• Set exercise
Rewrite these lines with every "give integer pixel values" switched to "give whole-number pixel values", keeping everything else unchanged, throughout all of the data.

>> begin Entries provided

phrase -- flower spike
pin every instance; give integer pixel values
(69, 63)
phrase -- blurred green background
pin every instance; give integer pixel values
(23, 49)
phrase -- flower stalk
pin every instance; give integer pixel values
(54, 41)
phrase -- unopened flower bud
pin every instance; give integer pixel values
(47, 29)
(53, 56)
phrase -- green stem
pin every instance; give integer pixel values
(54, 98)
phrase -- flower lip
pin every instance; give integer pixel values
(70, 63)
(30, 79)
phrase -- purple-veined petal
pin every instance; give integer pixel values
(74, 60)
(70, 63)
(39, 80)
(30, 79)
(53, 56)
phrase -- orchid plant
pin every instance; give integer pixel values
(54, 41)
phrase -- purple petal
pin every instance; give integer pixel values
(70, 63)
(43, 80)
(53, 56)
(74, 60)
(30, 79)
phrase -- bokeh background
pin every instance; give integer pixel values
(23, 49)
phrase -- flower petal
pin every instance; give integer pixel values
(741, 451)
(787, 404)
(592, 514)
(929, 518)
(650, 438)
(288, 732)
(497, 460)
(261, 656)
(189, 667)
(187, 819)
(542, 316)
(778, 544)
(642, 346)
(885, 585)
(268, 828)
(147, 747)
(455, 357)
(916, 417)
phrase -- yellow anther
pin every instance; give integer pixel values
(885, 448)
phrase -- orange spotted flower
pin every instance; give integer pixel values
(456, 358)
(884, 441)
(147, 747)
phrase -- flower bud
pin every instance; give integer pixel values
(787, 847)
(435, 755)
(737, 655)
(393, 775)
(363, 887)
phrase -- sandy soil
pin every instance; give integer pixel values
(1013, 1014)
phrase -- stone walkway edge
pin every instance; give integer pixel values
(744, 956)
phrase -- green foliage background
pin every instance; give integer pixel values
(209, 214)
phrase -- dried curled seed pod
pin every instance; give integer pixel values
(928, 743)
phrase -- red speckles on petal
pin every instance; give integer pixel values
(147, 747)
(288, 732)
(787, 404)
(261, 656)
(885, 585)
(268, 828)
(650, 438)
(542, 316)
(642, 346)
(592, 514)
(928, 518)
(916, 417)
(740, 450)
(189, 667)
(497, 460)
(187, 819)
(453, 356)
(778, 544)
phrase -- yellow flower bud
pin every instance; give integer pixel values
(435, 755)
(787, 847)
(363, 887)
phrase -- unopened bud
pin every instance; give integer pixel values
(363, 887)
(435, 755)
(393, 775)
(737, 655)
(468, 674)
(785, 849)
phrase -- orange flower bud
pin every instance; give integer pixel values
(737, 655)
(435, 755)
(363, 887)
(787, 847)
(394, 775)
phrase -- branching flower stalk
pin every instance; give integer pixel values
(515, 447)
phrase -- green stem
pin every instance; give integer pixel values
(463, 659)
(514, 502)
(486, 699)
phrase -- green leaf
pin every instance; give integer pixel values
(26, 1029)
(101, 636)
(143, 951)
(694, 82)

>> end Entries provided

• Result of the exercise
phrase -- flower spike
pin every instance; give whole-number pixel values
(69, 63)
phrase -- blurred green background
pin every instance; give whole-number pixel values
(23, 49)
phrase -- flower stalk
pin every instance; give whole-number pixel values
(54, 41)
phrase -- unopened flower bud
pin every instance; give whole-number pixel values
(47, 29)
(53, 56)
phrase -- green stem
pin every instance; give whole-number pixel values
(54, 98)
phrase -- flower lip
pin every instance; give whole-number pixel values
(70, 63)
(30, 79)
phrase -- purple-veined petal
pin every instance; give whole-number pixel values
(74, 60)
(70, 63)
(39, 80)
(30, 79)
(53, 56)
phrase -- orchid plant
pin every instance; give whole-number pixel values
(54, 41)
phrase -- purple petal
pin every instance; give whole-number pixel values
(70, 63)
(43, 80)
(53, 56)
(74, 60)
(30, 79)
phrase -- bokeh background
pin every instance; give whole-number pixel values
(23, 49)
phrase -- flower petal
pin every instance; give whole-number pixel values
(741, 451)
(787, 404)
(592, 514)
(929, 518)
(650, 438)
(288, 732)
(497, 460)
(261, 656)
(189, 667)
(187, 819)
(542, 316)
(778, 544)
(642, 346)
(885, 585)
(268, 828)
(147, 747)
(455, 357)
(916, 417)
phrase -- yellow anther
pin every instance; give whole-number pixel values
(885, 448)
phrase -- orange spotted flower
pin every instance; give whole-number pixel values
(456, 358)
(884, 441)
(147, 747)
phrase -- flower bud
pin every instance; give whole-number pixel values
(787, 847)
(435, 755)
(737, 655)
(393, 775)
(363, 887)
phrase -- sandy soil
pin every instance; give whole-number pixel values
(1013, 1014)
phrase -- stone walkway edge
pin every instance; give whole-number pixel values
(744, 956)
phrase -- green foliage background
pin every instance; give whole-number pixel values
(209, 214)
phrase -- dried curled seed pod
pin every instance; give whole-number pixel values
(928, 743)
phrase -- red speckles on petal
pin every instance; give whole-number pixel values
(147, 747)
(288, 732)
(787, 404)
(261, 656)
(885, 585)
(268, 828)
(650, 438)
(542, 316)
(642, 346)
(592, 514)
(928, 518)
(916, 417)
(740, 450)
(189, 667)
(497, 460)
(187, 819)
(453, 356)
(778, 544)
phrase -- yellow flower bud
pin every instance; give whole-number pixel values
(435, 755)
(787, 847)
(363, 887)
phrase -- unopened bud
pin every instance; give whole-number pixel values
(363, 887)
(435, 755)
(393, 775)
(737, 655)
(468, 674)
(785, 849)
phrase -- orange flower bud
pin every instance; give whole-number pixel values
(737, 655)
(435, 755)
(363, 887)
(787, 847)
(394, 775)
phrase -- branching flower stalk
pin every instance; give whole-number pixel values
(515, 447)
phrase -- green stem
pin every instance; give whole-number pixel values
(463, 659)
(514, 502)
(486, 699)
phrase -- green leaf
pin every instance; give whole-number pixel values
(26, 1029)
(101, 636)
(143, 951)
(694, 82)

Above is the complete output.